Extract:
◇ ◇ ◇ ◇ ◇
Enamel erosion rarely tops a parent’s long list of worries. But the deterioration of enamel, which is caused by common foods and health conditions, can weaken, or even destroy, your teeth. Read here about how to prevent the harmful effects of enamel erosion.
Is your child a prankster who often sticks a lemon wedge in his mouth? Does she grab a Sprite from the fridge whenever possible? Be careful, as these foods and drinks increase acidity levels in your mouth, which can ruin your smile.
When our teeth are overexposed to acidity, enamel erosion occurs. Because enamel is the shell that protects our teeth, when it starts to thin, it can make teeth weak, yellow and more prone to disease.
The Negative Effects of Enamel Erosion On Your Teeth
- This photo. Enamel erosion can make your teeth look brittle and unhealthy. It may ruin the fun in flashing your smile.
- Hypersensitivity. Enamel acts as a shell, protecting our teeth from temperature changes, specifically cold. Some people even develop sensitivity to biting and chewing.
◇ ◇ ◇ ◇ ◇
[Point localization data]

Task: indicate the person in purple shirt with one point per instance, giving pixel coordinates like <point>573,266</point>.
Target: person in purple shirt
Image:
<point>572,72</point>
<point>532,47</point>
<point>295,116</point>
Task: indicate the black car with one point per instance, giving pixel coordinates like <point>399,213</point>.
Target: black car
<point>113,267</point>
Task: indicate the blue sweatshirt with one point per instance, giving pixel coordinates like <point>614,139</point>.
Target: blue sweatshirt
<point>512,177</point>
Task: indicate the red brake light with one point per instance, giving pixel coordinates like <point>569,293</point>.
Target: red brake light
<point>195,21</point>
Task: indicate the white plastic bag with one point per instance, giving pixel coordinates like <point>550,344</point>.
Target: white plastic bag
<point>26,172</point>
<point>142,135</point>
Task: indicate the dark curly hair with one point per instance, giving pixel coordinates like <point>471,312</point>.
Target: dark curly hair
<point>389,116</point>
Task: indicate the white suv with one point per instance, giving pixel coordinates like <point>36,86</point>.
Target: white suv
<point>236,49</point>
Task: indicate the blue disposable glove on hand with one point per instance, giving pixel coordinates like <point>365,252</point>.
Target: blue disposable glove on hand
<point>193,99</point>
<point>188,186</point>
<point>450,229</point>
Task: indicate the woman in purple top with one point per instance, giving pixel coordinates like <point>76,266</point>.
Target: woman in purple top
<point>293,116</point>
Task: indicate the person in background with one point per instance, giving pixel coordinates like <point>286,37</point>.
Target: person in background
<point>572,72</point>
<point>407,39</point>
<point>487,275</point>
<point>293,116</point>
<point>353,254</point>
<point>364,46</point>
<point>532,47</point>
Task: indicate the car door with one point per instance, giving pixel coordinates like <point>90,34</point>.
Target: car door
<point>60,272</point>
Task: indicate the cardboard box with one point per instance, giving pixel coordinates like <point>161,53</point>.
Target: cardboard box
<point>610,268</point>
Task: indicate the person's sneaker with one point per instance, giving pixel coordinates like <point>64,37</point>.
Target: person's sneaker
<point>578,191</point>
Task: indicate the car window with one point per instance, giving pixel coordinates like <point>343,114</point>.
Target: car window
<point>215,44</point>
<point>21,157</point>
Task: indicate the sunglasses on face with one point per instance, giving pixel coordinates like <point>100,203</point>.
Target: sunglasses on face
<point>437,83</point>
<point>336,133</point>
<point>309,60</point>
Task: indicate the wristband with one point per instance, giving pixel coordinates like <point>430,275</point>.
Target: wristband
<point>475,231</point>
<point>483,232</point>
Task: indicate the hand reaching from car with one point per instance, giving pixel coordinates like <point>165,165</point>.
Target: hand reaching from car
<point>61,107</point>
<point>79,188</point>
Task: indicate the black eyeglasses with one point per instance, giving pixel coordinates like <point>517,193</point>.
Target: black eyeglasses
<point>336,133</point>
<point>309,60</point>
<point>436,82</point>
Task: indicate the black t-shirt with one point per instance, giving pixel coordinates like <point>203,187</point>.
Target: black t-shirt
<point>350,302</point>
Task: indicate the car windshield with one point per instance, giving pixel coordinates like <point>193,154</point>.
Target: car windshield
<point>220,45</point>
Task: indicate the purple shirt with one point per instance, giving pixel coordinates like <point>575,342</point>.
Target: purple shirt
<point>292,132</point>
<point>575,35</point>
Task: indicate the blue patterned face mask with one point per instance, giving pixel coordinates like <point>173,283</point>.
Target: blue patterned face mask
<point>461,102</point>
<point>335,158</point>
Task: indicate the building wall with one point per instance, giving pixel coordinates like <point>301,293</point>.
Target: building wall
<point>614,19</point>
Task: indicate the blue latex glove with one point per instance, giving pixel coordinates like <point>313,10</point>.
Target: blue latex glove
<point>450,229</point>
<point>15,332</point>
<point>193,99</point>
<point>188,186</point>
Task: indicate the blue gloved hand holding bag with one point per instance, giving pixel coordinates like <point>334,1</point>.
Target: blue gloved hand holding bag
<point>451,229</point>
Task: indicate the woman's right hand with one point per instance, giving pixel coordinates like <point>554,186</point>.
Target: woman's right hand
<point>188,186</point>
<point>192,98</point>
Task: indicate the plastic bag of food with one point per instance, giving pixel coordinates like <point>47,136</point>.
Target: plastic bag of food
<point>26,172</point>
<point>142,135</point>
◇ ◇ ◇ ◇ ◇
What the task asks:
Can you sum up the enamel erosion article above in two sentences?

Solution:
Enamel erosion occurs when teeth are overexposed to acidity, which common foods and drinks such as lemons and Sprite increase. Because enamel is the shell that protects teeth, its thinning can make them weak, yellow, brittle-looking, prone to disease, and hypersensitive to cold or even to biting and chewing.